━━━━━ Supplied material

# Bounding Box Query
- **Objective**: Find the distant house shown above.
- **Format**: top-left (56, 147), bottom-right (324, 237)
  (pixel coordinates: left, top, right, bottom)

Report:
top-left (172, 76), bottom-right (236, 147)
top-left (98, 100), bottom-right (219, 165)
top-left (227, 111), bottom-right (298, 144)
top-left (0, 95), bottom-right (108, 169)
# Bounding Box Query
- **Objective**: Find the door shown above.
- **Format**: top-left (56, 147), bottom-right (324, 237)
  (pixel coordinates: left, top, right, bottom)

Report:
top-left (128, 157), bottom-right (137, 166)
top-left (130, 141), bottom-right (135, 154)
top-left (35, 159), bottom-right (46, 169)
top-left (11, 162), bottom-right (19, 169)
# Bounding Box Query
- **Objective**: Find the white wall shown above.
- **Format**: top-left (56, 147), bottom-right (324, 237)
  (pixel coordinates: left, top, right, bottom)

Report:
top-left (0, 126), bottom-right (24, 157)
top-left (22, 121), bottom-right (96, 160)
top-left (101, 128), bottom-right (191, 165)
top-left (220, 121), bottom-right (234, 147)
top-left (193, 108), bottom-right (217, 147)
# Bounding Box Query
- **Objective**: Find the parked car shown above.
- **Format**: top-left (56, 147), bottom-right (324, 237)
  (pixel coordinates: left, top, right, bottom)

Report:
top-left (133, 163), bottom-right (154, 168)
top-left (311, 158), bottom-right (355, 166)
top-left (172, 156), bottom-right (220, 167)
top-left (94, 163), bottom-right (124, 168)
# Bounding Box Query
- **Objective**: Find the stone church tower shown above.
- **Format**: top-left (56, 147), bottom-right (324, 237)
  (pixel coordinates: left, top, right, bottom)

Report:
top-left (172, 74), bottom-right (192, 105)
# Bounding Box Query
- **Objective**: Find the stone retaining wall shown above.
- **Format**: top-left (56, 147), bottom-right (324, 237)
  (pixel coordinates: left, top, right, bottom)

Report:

━━━━━━━━━━

(Written request):
Please swap every "Report" in the material above for "Result", keeping the rest unchanged.

(The solution):
# Bounding Box Query
- **Objective**: Find the distant house shown above.
- **Format**: top-left (56, 147), bottom-right (324, 237)
  (pixel coordinates: left, top, right, bottom)

Result:
top-left (172, 76), bottom-right (236, 147)
top-left (98, 100), bottom-right (219, 165)
top-left (227, 111), bottom-right (298, 144)
top-left (0, 95), bottom-right (108, 169)
# Bounding Box Query
- **Objective**: Find the door shown above.
- **Format**: top-left (56, 147), bottom-right (324, 237)
  (pixel coordinates: left, top, right, bottom)

Result:
top-left (128, 157), bottom-right (137, 166)
top-left (130, 141), bottom-right (135, 154)
top-left (35, 159), bottom-right (46, 169)
top-left (11, 162), bottom-right (19, 169)
# Bounding Box Query
- **Objective**: Find the white wall shown above.
- **Format**: top-left (56, 147), bottom-right (324, 237)
  (pixel coordinates: left, top, right, bottom)

Result:
top-left (0, 126), bottom-right (24, 157)
top-left (22, 121), bottom-right (96, 160)
top-left (101, 128), bottom-right (191, 165)
top-left (220, 121), bottom-right (234, 147)
top-left (193, 108), bottom-right (217, 147)
# Bounding Box Query
- **Objective**: Find the parked car shown above.
- **Format**: top-left (56, 147), bottom-right (324, 237)
  (pixel coordinates: left, top, right, bottom)

Result:
top-left (133, 163), bottom-right (154, 168)
top-left (311, 158), bottom-right (355, 166)
top-left (172, 156), bottom-right (220, 167)
top-left (94, 163), bottom-right (124, 168)
# Bounding Box Query
- **Objective**: Find the stone church tower shown above.
- **Format**: top-left (56, 147), bottom-right (324, 237)
  (pixel coordinates: left, top, right, bottom)

Result:
top-left (172, 74), bottom-right (192, 105)
# Bounding Box Query
- **Objective**: Find the stone retaining wall shown above.
- **Format**: top-left (56, 147), bottom-right (324, 237)
  (pixel coordinates: left, top, right, bottom)

Result:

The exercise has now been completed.